Transcribe the report from Portugal word for word, from "By Phil McNulty" up to and including "a nearby lorry.".

[EXTRACT TO READ]
:::::
By Phil McNulty and Paul Fletcher
Our men in Portugal
Visitors to Portugal finally discovered on Wednesday how the locals celebrate when their team win.
Portugal's fans revelled long into the night
Portugal's 2-0 win over Russia was greeted with a cacophony of sound.
Cars took to the streets packed with people of all ages waving Portuguese flags out of the windows and ceaselessly beeping their horns.
Portuguese television supplemented the celebrations with constant reruns of their team's goals - one can only wonder what will happen if they win.
The drive from Lisbon to Coimbra on Wednesday was given a dramatic edge for the English media during a stop at a service station en-route.
After powdering our noses, there was some action at the side of the coach as police circled a nearby lorry.
Re-inforcements quickly arrived as the lorry contained some extra, not to mention illegal, passengers.
It was discovered that there was a bid to smuggle several Moroccan, Libyan and Iraqi citizens into Portugal.
Middlesbrough boss Steve McClaren - now part of Sven-Goran Eriksson's coaching team in Portugal - will see a familiar face when England face Croatia.
Spotted among the Croatian media party was Alen Boksic, who spent some injury-plagued years at the Riverside.
:::::
[DATA EXCERPT]
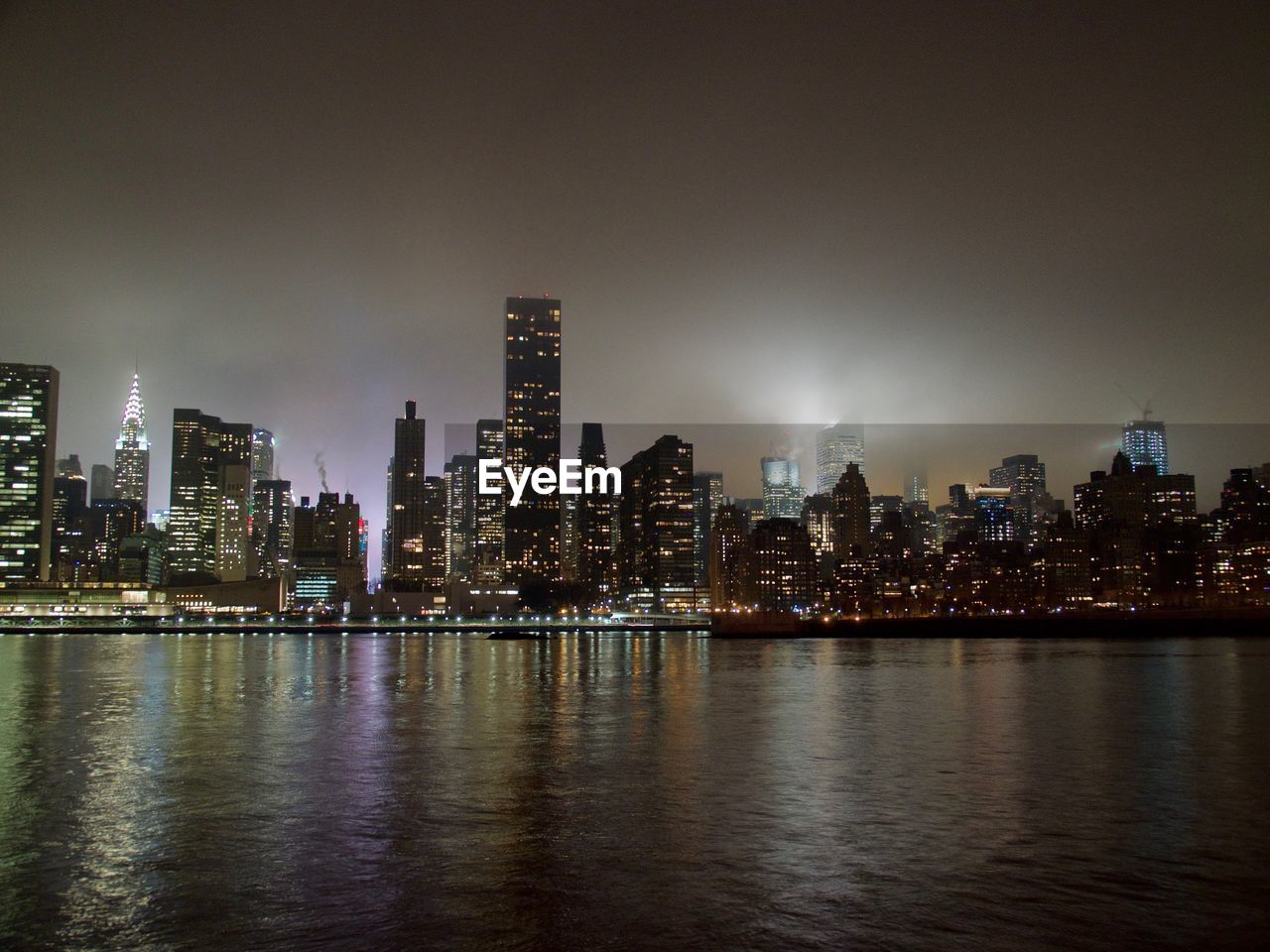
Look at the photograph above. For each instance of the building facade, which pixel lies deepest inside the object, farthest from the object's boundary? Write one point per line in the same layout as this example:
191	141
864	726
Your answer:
:::::
[TASK RESULT]
By Phil McNulty and Paul Fletcher
Our men in Portugal
Visitors to Portugal finally discovered on Wednesday how the locals celebrate when their team win.
Portugal's fans revelled long into the night
Portugal's 2-0 win over Russia was greeted with a cacophony of sound.
Cars took to the streets packed with people of all ages waving Portuguese flags out of the windows and ceaselessly beeping their horns.
Portuguese television supplemented the celebrations with constant reruns of their team's goals - one can only wonder what will happen if they win.
The drive from Lisbon to Coimbra on Wednesday was given a dramatic edge for the English media during a stop at a service station en-route.
After powdering our noses, there was some action at the side of the coach as police circled a nearby lorry.